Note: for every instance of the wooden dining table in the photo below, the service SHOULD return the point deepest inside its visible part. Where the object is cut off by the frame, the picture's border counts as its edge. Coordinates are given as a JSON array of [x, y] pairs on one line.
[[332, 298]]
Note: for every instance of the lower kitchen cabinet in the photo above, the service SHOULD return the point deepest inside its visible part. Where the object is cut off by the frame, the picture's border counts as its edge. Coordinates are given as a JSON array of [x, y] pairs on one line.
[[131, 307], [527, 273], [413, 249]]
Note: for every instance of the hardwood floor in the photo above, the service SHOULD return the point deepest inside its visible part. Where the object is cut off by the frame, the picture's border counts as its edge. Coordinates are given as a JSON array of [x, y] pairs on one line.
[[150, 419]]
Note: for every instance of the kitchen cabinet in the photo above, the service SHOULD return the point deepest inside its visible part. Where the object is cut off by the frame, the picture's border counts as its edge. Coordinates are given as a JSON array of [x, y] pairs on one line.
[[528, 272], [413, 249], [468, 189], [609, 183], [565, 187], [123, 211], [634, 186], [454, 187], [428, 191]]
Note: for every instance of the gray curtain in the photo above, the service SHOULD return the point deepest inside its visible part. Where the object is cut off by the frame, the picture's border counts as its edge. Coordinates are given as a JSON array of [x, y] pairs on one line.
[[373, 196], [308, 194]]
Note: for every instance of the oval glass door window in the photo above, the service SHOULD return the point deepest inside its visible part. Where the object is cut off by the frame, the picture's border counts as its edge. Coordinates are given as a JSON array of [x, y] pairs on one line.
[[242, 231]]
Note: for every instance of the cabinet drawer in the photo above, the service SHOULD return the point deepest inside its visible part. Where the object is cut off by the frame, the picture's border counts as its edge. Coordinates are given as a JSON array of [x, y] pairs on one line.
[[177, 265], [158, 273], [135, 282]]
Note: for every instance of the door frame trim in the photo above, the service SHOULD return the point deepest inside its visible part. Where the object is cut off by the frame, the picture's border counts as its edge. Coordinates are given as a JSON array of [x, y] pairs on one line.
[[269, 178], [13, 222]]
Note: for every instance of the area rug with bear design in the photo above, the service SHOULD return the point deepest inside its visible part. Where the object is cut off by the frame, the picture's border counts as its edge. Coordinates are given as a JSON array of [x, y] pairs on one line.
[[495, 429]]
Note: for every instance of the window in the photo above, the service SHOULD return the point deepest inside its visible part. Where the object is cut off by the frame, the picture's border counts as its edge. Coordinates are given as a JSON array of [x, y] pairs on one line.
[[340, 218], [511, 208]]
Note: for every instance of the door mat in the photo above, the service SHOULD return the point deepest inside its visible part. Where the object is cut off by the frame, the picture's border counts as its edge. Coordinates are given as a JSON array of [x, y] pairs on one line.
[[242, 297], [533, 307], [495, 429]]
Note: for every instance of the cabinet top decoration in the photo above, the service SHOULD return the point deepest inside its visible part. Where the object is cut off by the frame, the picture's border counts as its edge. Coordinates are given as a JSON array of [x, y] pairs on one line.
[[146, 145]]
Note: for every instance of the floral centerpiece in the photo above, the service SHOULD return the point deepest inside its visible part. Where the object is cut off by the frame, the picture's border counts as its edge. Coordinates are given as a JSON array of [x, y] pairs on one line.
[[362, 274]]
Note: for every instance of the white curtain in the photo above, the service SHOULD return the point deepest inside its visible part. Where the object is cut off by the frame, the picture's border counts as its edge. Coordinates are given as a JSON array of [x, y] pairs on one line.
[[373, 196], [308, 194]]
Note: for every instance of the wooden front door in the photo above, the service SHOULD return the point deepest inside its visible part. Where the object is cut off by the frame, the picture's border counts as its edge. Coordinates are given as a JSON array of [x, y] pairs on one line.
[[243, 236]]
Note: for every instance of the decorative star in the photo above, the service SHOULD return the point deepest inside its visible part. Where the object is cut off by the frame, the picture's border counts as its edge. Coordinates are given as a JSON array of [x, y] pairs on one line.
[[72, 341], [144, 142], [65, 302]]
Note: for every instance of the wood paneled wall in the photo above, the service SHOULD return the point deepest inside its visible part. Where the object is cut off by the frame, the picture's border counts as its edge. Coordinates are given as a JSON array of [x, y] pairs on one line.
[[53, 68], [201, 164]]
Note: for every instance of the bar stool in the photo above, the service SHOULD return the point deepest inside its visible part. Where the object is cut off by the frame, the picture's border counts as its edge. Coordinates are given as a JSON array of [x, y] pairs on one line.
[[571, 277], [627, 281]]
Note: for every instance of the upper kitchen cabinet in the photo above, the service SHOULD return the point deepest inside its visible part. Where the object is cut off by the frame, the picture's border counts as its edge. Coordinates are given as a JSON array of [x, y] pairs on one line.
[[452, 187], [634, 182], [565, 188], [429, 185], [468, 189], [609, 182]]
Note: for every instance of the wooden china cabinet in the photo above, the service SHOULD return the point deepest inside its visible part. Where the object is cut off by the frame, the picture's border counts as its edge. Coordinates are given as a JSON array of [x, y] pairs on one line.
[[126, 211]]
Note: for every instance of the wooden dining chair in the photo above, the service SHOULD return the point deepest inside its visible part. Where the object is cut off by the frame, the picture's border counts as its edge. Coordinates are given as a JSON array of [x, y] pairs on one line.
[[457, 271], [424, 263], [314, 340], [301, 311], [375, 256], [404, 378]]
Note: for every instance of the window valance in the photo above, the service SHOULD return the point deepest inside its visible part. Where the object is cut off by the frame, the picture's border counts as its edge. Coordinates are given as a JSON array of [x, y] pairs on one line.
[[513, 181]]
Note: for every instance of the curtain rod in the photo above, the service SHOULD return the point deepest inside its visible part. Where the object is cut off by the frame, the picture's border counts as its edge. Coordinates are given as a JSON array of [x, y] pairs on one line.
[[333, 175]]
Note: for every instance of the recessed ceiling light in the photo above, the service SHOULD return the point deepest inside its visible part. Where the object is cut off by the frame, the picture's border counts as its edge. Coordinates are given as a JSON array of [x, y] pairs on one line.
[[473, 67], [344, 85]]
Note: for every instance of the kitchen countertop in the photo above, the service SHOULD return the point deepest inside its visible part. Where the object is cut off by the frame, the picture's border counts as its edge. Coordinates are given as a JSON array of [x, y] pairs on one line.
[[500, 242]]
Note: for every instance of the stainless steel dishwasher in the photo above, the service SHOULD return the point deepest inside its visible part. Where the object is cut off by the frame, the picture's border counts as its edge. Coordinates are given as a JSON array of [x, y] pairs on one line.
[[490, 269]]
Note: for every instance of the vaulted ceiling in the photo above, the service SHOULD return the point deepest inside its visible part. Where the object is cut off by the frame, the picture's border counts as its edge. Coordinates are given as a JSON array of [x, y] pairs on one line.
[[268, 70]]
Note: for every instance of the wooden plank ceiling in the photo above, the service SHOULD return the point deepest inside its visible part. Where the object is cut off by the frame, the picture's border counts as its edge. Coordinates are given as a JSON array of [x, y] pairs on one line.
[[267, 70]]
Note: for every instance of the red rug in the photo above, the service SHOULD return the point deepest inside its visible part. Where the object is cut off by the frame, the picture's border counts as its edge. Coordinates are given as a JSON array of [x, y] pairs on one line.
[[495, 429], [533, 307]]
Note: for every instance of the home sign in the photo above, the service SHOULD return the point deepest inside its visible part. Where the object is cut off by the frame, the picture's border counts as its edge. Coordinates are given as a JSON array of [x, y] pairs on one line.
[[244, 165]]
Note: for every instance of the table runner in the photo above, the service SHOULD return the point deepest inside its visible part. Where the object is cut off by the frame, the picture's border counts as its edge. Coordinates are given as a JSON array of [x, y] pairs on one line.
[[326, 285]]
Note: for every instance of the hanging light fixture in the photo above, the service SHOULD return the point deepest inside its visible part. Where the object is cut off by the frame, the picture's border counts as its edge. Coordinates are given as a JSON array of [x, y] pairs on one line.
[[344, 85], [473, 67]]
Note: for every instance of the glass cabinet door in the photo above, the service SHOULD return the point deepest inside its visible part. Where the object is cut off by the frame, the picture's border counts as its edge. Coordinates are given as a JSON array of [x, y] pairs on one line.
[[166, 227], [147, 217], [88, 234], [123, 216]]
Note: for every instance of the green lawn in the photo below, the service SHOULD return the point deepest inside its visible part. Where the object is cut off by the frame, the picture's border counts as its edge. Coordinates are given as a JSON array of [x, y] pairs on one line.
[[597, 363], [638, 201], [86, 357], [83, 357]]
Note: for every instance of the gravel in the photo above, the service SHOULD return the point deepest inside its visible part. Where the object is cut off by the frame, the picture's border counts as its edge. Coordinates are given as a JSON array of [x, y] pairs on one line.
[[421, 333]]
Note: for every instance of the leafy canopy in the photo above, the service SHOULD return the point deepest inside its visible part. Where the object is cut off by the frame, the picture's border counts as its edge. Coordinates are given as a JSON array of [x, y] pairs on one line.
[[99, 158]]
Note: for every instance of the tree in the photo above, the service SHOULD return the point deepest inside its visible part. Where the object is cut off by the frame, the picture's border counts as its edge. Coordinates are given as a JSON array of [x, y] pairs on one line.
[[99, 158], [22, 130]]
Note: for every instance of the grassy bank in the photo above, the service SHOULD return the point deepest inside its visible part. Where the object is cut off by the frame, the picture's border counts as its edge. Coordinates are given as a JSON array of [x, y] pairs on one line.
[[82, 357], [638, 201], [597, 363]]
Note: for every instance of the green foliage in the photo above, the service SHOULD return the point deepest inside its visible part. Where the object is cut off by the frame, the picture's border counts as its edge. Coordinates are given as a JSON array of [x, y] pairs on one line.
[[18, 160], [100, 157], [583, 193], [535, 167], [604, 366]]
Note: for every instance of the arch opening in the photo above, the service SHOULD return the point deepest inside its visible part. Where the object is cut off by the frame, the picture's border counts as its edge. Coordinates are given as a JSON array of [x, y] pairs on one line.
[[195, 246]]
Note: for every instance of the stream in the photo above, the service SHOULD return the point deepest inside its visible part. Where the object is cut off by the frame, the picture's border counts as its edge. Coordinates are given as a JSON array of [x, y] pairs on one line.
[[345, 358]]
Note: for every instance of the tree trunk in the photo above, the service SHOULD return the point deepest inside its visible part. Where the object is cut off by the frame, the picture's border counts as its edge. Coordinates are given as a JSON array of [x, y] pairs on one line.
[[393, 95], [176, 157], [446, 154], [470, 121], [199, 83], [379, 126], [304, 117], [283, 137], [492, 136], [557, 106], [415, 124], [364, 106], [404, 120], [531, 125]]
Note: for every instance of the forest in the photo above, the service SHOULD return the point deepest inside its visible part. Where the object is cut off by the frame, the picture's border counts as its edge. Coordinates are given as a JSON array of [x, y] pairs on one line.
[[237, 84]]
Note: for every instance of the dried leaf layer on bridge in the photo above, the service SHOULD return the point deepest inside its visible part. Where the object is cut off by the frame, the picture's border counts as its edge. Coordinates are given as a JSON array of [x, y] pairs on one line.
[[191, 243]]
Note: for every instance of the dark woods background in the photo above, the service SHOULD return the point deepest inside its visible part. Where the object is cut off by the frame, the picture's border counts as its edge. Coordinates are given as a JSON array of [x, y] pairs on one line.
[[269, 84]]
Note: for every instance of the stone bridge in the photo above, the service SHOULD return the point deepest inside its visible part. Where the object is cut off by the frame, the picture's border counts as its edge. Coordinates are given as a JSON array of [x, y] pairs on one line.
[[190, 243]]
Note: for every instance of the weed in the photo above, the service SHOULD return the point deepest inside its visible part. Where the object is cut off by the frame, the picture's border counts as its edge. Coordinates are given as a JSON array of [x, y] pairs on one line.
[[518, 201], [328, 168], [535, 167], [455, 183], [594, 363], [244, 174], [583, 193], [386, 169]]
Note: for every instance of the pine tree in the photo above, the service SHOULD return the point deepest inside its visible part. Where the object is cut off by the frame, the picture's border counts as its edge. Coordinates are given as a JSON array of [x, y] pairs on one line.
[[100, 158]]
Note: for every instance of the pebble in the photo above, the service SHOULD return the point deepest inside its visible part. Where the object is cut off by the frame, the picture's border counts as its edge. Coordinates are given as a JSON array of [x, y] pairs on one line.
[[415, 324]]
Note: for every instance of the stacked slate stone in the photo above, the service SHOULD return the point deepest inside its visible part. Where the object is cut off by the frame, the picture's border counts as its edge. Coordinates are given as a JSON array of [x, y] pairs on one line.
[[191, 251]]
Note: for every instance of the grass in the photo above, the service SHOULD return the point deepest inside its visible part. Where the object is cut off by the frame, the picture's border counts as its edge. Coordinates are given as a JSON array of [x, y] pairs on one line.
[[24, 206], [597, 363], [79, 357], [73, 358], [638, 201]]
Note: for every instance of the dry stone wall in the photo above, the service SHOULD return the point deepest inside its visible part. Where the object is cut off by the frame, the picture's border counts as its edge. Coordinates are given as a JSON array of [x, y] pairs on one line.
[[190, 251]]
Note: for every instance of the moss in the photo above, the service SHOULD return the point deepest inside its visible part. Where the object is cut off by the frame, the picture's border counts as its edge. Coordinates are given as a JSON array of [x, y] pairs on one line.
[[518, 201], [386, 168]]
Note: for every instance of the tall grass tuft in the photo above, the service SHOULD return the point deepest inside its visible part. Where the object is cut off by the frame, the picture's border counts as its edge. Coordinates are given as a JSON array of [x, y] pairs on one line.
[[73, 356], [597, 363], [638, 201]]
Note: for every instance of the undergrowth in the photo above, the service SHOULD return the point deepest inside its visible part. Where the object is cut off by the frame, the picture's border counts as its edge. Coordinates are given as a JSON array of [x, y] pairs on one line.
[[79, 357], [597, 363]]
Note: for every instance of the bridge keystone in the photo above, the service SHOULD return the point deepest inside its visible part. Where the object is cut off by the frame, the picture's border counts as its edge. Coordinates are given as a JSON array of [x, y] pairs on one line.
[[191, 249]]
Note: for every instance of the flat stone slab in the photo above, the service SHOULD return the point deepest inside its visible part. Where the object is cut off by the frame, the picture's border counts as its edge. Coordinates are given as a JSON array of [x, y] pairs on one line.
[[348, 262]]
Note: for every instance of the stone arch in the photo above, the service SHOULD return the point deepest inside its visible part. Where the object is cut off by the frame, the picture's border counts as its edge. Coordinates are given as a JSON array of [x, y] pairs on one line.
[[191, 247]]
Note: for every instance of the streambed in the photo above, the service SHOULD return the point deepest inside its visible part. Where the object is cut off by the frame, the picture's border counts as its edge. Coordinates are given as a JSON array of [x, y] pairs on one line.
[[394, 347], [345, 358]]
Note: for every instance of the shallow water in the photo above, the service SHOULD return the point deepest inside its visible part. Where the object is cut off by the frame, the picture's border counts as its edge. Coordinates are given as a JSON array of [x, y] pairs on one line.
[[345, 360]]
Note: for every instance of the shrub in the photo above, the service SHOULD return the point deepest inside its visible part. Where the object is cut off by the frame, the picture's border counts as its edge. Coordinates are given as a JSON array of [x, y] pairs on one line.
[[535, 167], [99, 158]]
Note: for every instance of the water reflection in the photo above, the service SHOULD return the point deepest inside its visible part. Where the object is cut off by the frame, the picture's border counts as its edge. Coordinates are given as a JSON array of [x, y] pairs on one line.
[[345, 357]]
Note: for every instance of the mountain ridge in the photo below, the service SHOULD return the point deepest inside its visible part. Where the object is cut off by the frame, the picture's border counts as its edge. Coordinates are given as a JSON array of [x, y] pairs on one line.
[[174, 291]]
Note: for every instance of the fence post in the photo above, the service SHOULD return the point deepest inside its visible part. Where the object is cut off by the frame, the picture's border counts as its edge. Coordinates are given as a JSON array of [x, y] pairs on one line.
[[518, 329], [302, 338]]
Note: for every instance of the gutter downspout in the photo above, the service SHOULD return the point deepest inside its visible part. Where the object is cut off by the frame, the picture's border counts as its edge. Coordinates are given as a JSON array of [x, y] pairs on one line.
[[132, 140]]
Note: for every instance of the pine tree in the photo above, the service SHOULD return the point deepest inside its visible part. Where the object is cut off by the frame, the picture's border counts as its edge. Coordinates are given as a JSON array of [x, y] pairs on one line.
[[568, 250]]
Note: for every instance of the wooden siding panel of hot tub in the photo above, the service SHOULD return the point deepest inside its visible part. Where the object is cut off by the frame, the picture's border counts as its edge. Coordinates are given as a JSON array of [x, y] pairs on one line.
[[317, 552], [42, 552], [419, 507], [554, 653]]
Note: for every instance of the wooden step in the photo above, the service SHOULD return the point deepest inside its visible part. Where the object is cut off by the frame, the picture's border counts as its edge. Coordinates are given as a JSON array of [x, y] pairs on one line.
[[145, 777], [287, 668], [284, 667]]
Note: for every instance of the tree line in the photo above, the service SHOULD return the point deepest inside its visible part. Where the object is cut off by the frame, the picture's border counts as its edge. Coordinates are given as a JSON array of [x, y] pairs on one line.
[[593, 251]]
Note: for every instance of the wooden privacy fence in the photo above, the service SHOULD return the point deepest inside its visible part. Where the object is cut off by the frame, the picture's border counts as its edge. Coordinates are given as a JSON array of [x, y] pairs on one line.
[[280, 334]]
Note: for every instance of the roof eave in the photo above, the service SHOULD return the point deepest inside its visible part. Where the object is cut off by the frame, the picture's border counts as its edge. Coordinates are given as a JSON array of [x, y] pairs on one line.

**Work to complete**
Convert the lines, from the line with "Note: for every instance of the green foliage" to the line with "[[18, 160], [100, 157], [583, 193], [535, 167], [604, 366]]", into a JSON list of strings with one string per line and blank lines omitted.

**Complete answer**
[
  "Note: for every instance of the green foliage in the photo above, the service SHOULD return the point deepest inside its visible part. Where the object is cut off by the frame, the picture's border counts as its edge. Coordinates are given as a JSON array of [x, y] pairs on one line.",
  "[[18, 160], [100, 157], [583, 193], [535, 167], [604, 366]]"
]